# Instructions for the task:
Every record, from first to last, should be written out again exactly.

# Region pointing data:
____________

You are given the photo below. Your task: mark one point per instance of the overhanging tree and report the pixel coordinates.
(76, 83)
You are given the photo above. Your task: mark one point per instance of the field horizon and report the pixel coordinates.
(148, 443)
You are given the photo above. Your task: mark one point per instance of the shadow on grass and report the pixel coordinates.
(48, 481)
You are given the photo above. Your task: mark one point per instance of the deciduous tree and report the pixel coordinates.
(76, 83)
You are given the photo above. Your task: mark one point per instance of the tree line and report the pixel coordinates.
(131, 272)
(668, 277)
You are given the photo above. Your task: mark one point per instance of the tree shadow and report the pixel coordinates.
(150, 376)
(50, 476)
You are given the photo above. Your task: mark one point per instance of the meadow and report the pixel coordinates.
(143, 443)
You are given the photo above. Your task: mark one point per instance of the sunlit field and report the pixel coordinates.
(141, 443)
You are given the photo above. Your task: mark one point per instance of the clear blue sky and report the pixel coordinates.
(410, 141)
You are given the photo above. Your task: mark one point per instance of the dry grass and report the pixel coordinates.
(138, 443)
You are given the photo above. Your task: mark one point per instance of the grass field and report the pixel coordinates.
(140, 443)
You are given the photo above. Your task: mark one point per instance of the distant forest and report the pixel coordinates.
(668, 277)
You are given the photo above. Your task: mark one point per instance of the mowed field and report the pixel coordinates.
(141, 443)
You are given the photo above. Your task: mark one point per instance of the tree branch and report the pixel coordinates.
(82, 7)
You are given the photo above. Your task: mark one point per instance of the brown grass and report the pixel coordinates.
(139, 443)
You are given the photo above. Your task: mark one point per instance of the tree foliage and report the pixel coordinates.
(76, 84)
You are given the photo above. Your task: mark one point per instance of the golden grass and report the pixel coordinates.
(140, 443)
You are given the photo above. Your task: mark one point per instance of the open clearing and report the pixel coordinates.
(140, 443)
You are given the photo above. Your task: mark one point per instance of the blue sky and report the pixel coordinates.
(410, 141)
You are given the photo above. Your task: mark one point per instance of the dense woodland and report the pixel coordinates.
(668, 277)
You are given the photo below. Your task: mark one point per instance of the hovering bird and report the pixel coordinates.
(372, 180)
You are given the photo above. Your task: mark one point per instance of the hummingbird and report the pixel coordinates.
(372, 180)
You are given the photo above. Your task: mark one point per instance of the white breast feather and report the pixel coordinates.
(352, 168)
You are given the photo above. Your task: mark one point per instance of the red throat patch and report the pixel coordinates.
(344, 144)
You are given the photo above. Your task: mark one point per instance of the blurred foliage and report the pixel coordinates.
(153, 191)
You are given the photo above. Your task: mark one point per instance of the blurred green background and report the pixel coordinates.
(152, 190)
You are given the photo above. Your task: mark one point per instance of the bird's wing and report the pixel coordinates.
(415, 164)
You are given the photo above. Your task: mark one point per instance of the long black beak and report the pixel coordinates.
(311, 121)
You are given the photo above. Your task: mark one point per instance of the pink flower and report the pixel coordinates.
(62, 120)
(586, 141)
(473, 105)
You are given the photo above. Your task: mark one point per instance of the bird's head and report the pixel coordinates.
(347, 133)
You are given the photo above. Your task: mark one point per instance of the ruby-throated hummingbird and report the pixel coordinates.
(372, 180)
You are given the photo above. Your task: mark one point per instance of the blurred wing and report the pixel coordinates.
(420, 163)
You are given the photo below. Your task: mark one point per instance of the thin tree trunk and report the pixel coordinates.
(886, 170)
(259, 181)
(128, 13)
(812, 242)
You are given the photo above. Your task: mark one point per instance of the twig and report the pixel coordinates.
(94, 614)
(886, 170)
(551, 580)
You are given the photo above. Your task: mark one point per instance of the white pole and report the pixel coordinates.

____________

# Answer section:
You are given the photo below. Your task: mark one point per instance of the overhanging tree and report the pixel coordinates.
(76, 83)
You are given the photo above. Your task: mark one point per instance of the field horizon and report the pixel coordinates.
(148, 443)
You are given the photo above. Your task: mark one point per instance of the shadow on grass and report the pixel coordinates.
(48, 481)
You are given the photo above. Your task: mark one point per instance of the deciduous tree and report the pixel coordinates.
(76, 83)
You are given the photo above. Your task: mark one point per instance of the tree line and report the pixel coordinates.
(131, 272)
(668, 277)
You are given the photo above. Your task: mark one point per instance of the tree shadow and report the pixel coordinates.
(150, 376)
(50, 476)
You are given the photo above. Your task: mark one point per instance of the meadow and report the pixel coordinates.
(143, 443)
You are given the photo above. Your task: mark one point per instance of the sunlit field and report the pixel coordinates.
(141, 443)
You are given the photo above. Your task: mark one point per instance of the clear blue sky and report the pixel coordinates.
(410, 141)
You are given the photo above. Your task: mark one point per instance of the dry grass and report the pixel coordinates.
(138, 443)
You are given the photo above. Your task: mark one point per instance of the grass field and report the pixel coordinates.
(140, 443)
You are given the photo above. Your task: mark one point per instance of the distant forest and report the pixel coordinates.
(668, 277)
You are given the photo above. Your task: mark one point per instance of the mowed field and report the pixel coordinates.
(141, 443)
You are given the photo above. Your task: mark one point per instance of the tree branch and report the pixel coordinates.
(82, 7)
You are given the photo above. Your task: mark one point per instance of the brown grass and report the pixel coordinates.
(139, 443)
You are given the photo above. Your task: mark one point per instance of the tree foliage and report the pixel coordinates.
(76, 84)
You are given the photo above. Your task: mark one point per instance of the golden grass and report the pixel coordinates.
(140, 443)
You are given the photo above. Your task: mark one point per instance of the open clearing and report the pixel coordinates.
(140, 443)
You are given the photo above. Your task: mark one point per instance of the blue sky and report the pixel coordinates.
(410, 141)
You are given the photo above. Your task: mark one point per instance of the dense woodland and report the pixel coordinates.
(668, 277)
You are given the photo below. Your task: mark one point per instance of the hovering bird and report the pixel coordinates.
(372, 180)
You are given the photo above. Your task: mark one point per instance of the hummingbird and report the pixel coordinates.
(372, 180)
You are given the photo above. Your task: mark one point per instance of the white breast feather and report the pixel coordinates.
(352, 168)
You are given the photo above. Your task: mark one point per instance of the red throat patch and report the pixel coordinates.
(344, 144)
You are given the photo above. Your task: mark one point per instance of the blurred foliage and report the pixel coordinates.
(153, 191)
You are given the photo above. Your task: mark one point per instance of the blurred green background and report the pixel coordinates.
(152, 190)
You are given the photo above. Your task: mark one point per instance of the bird's wing and report the pixel coordinates.
(415, 164)
You are given the photo above. Your task: mark one point per instance of the long black beak and report the pixel coordinates.
(311, 121)
You are given the photo above. Your task: mark one point per instance of the pink flower and report the pixel coordinates.
(62, 120)
(586, 141)
(473, 105)
You are given the photo above. Your task: mark one point per instance of the bird's head and report the pixel coordinates.
(347, 133)
You are given the photo above. Your task: mark one point per instance of the ruby-throated hummingbird and report the pixel coordinates.
(372, 180)
You are given the photo above. Your task: mark one point per instance of the blurred wing and report the pixel coordinates.
(420, 163)
You are given the photo below. Your task: mark one point per instance of the thin tree trunk and report the pixel coordinates.
(886, 170)
(259, 181)
(128, 13)
(812, 242)
You are given the photo above. Your task: mark one point per instance of the twig and report the pixel coordinates.
(94, 614)
(886, 170)
(551, 580)
You are given the photo above. Your task: mark one point per instance of the white pole and report the pixel coordinates.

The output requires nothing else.